### Text section
# How to have more consistency in "frameless" "bareback" shooting



## Volp (Aug 25, 2014)

Hi all!

This is a very looooooooooong "how to" video!!! the longest I ever made, but sometimes to explain things we need time and with my "english" well I need a lot of time! 
I wanted to share with you some of mine personal "secrets" that I discovered in my trip in the Frameless's world. 
In the first part of the video I tried to explain this two techniques to improve the consistency. The second part of the video is shooting, a lot of shots just to show how consistent this technique can be with practice.

Thanks a lot for your time

Volp


----------



## M.J (Nov 1, 2010)

Great video! I have already learned much from your videos, your skill at communicating ideas even with limited use of language is impressive! You and Don Arturo are my biggest inspirations 
I have been using this frameless style for a few days and have not wanted to pick up a frame since I figured it out


----------



## Volp (Aug 25, 2014)

M.J said:


> Great video! I have already learned much from your videos, your skill at communicating ideas even with limited use of language is impressive! You and Don Arturo are my biggest inspirations
> I have been using this frameless style for a few days and have not wanted to pick up a frame since I figured it out


Thanks a lot Michael! I don't have words to tell you Thanks enough! I really appreciate your words man....thanks!

Yep, my vocabulary is not very big 

You are living what I am living..........the same thing!........I don't want to pick a frame anymore since you can do everything without it! 

Thanks again Michael!

Take care and I will wait for one of your new videos 

Ciao


----------



## NaturalFork (Jan 21, 2010)

Excellent video!


----------



## M.J (Nov 1, 2010)

I hope you don't mind me sharing my video here, I don't want to take away from your post. This is a result of your teaching


----------



## Charles (Aug 26, 2010)

Nicely done, guys!!!

Cheers ...... Charles


----------



## Volp (Aug 25, 2014)

M.J said:


> I hope you don't mind me sharing my video here, I don't want to take away from your post. This is a result of your teaching


Man! I don't mind at all!! It is a honor for me!! Great shooting and I like your way to hold the bands. 
I agree with everything you said in your video.

Take care!!

Volp


----------



## CornDawg (Sep 27, 2015)

What makes it worth the risk? I mean geez, MJ's doing it butterfly now...

You guys ever catch one?


----------



## M.J (Nov 1, 2010)

What makes any of it worth the risk?
When you first start shooting, your chances are about 50/50 that you're going to shoot your hand. But then you figure it out.
Shooting pfs is almost a guarantee of shooting yourself in the hand while you learn. But then you figure it out.
Once you are proficient with a pfs you're able to shoot bareback.
As long as you believe you are...


----------



## CornDawg (Sep 27, 2015)

...but you're still a young man. Nerve damage to an *index* finger would be disastrous for one of my table tennis prowess, and stuff.

And no, this can't be a "because it's there" type answer, because there are simply too many dynamite frames.

And yes, I noticed you dodged the question and poor Volp is hand bandaged like a mummy...

How big will you go on ammo?


----------



## M.J (Nov 1, 2010)

No, I have yet to hit my hand with any sort of bareback shooting, which I've been practicing on and off for a little over a year.

### Data provided

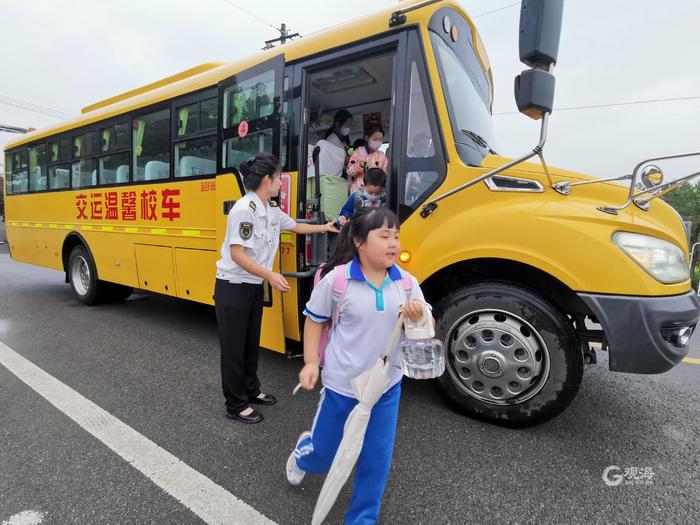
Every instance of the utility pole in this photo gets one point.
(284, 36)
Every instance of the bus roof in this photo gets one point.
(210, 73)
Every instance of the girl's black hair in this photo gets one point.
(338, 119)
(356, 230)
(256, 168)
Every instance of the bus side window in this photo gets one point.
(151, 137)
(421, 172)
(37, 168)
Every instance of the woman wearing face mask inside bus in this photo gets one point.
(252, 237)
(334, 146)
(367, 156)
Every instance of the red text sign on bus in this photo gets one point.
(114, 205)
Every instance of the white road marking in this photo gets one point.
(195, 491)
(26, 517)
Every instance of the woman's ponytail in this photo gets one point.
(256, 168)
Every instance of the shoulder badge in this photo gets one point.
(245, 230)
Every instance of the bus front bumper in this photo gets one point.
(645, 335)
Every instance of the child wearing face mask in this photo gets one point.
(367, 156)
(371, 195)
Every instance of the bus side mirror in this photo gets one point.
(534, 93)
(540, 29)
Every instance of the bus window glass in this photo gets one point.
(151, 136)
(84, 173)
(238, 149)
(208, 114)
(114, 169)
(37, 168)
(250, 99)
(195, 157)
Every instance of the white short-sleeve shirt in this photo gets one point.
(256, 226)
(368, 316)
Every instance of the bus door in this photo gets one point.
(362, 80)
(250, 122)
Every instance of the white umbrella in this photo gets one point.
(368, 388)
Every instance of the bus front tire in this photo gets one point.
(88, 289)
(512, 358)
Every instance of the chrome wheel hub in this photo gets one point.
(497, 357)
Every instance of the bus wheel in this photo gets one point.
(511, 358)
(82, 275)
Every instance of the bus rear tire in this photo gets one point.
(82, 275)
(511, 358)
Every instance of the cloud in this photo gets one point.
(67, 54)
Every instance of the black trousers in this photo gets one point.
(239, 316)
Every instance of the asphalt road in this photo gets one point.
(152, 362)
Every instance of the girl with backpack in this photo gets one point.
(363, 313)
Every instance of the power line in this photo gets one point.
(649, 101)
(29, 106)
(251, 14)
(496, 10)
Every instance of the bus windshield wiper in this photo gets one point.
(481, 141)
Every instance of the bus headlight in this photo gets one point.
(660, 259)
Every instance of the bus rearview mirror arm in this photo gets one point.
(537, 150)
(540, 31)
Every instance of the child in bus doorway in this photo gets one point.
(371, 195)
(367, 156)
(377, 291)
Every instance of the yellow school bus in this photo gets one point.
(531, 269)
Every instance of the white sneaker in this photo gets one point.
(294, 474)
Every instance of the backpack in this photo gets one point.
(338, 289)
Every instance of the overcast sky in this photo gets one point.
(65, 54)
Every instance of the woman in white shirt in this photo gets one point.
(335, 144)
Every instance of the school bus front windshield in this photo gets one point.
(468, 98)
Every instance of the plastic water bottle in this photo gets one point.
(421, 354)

### Instruction 1
Answer these from the frameless shooting thread, one line each:
(a) What does the second part of Volp's video show?
(b) Who does M.J name, along with Volp, as his biggest inspirations?
(c) For how long has M.J been practicing bareback shooting on and off?
### Instruction 2
List the username of every person who posts in the frameless shooting thread, each name once.
### Instruction 3
Reproduce a passage of the frameless shooting thread word for word. Begin at the words "What makes any" and stop after "prowess, and stuff.".

### Complete response 1
(a) Shooting: a lot of shots, to show how consistent the technique can be with practice.
(b) Don Arturo.
(c) A little over a year.

### Complete response 2
Volp
M.J
NaturalFork
Charles
CornDawg

### Complete response 3
What makes any of it worth the risk?
When you first start shooting, your chances are about 50/50 that you're going to shoot your hand. But then you figure it out.
Shooting pfs is almost a guarantee of shooting yourself in the hand while you learn. But then you figure it out.
Once you are proficient with a pfs you're able to shoot bareback.
As long as you believe you are...


----------



## CornDawg (Sep 27, 2015)

...but you're still a young man. Nerve damage to an *index* finger would be disastrous for one of my table tennis prowess, and stuff.